---- DATASET
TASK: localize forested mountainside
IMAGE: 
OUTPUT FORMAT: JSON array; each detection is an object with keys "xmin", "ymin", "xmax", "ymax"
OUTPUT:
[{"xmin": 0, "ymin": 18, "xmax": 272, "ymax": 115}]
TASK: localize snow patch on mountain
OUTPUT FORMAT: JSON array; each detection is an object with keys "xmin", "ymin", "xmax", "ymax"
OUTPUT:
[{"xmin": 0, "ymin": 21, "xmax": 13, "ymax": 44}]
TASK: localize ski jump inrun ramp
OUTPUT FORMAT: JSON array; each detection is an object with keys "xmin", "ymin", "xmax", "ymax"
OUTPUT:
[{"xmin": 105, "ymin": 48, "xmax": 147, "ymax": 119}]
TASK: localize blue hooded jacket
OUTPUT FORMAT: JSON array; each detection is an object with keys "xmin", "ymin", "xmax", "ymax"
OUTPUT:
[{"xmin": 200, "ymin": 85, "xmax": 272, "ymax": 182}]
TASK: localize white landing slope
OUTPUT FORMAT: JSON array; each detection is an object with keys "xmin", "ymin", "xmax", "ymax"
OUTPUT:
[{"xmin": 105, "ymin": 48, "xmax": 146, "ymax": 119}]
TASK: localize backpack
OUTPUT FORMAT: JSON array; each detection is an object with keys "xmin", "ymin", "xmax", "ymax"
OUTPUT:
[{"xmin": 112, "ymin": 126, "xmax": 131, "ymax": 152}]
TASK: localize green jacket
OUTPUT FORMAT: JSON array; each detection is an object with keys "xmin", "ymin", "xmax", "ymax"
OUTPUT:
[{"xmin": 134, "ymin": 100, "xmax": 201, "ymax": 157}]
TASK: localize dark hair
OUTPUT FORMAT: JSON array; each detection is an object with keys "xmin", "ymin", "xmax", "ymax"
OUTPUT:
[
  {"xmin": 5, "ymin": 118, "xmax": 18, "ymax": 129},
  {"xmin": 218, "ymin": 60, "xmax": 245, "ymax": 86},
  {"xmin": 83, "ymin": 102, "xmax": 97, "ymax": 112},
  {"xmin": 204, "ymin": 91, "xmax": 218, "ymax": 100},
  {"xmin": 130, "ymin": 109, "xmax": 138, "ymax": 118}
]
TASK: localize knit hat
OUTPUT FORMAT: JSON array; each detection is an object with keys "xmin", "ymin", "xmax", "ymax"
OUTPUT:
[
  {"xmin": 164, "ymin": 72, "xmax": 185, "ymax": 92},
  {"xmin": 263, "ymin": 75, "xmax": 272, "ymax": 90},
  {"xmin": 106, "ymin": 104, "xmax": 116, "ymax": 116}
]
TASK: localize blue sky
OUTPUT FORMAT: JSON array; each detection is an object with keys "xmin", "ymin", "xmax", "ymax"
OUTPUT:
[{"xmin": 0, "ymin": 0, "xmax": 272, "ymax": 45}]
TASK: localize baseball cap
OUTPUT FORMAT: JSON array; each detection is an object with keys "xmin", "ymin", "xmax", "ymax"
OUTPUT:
--------
■ **TASK DETAILS**
Put the lines above into a numbered list, dropping any blank lines.

■ **RESPONSE**
1. TASK: localize forested mountainside
2. IMAGE: 
3. OUTPUT FORMAT: JSON array; each detection is an object with keys "xmin", "ymin", "xmax", "ymax"
4. OUTPUT:
5. [{"xmin": 0, "ymin": 18, "xmax": 272, "ymax": 115}]
6. TASK: localize snow patch on mountain
7. OUTPUT FORMAT: JSON array; each detection is an object with keys "xmin", "ymin", "xmax", "ymax"
8. OUTPUT:
9. [{"xmin": 0, "ymin": 21, "xmax": 13, "ymax": 44}]
10. TASK: localize ski jump inrun ramp
11. OUTPUT FORMAT: JSON array; each detection is an object with keys "xmin", "ymin", "xmax", "ymax"
12. OUTPUT:
13. [{"xmin": 105, "ymin": 48, "xmax": 147, "ymax": 119}]
14. TASK: localize blue hooded jacket
15. OUTPUT FORMAT: JSON array; each detection is an object with keys "xmin", "ymin", "xmax", "ymax"
16. OUTPUT:
17. [{"xmin": 200, "ymin": 85, "xmax": 272, "ymax": 182}]
18. TASK: localize white landing slope
19. OUTPUT FORMAT: JSON array; each detection is an object with keys "xmin", "ymin", "xmax", "ymax"
20. OUTPUT:
21. [{"xmin": 105, "ymin": 48, "xmax": 146, "ymax": 119}]
22. TASK: localize backpack
23. OUTPUT FORMAT: JSON array; each detection is an object with keys "xmin", "ymin", "xmax", "ymax"
24. OUTPUT:
25. [{"xmin": 112, "ymin": 126, "xmax": 131, "ymax": 152}]
26. TASK: localize green jacket
27. OUTPUT FORMAT: JSON array; each detection is an object with keys "xmin", "ymin", "xmax", "ymax"
28. OUTPUT:
29. [{"xmin": 134, "ymin": 100, "xmax": 201, "ymax": 157}]
30. TASK: localize dark hair
31. OUTPUT FORMAT: JSON array; each detection is an object with keys "xmin", "ymin", "xmax", "ymax"
32. OUTPUT:
33. [
34.   {"xmin": 5, "ymin": 118, "xmax": 18, "ymax": 129},
35.   {"xmin": 218, "ymin": 60, "xmax": 245, "ymax": 86},
36.   {"xmin": 83, "ymin": 102, "xmax": 97, "ymax": 112},
37.   {"xmin": 204, "ymin": 91, "xmax": 218, "ymax": 100},
38.   {"xmin": 130, "ymin": 109, "xmax": 138, "ymax": 118}
39. ]
40. TASK: localize knit hat
41. OUTPUT FORMAT: JSON array; each detection is an object with keys "xmin", "ymin", "xmax", "ymax"
42. OUTPUT:
43. [
44.   {"xmin": 164, "ymin": 72, "xmax": 185, "ymax": 92},
45.   {"xmin": 263, "ymin": 75, "xmax": 272, "ymax": 90},
46.   {"xmin": 106, "ymin": 104, "xmax": 116, "ymax": 116}
47. ]
48. TASK: localize blue sky
49. OUTPUT FORMAT: JSON array; each detection is an object with keys "xmin", "ymin", "xmax", "ymax"
50. OUTPUT:
51. [{"xmin": 0, "ymin": 0, "xmax": 272, "ymax": 45}]
52. TASK: localize baseball cap
53. OUTPUT FORMAT: JSON array; each detection is an object with keys "xmin", "ymin", "xmax", "ymax"
54. OUTPUT:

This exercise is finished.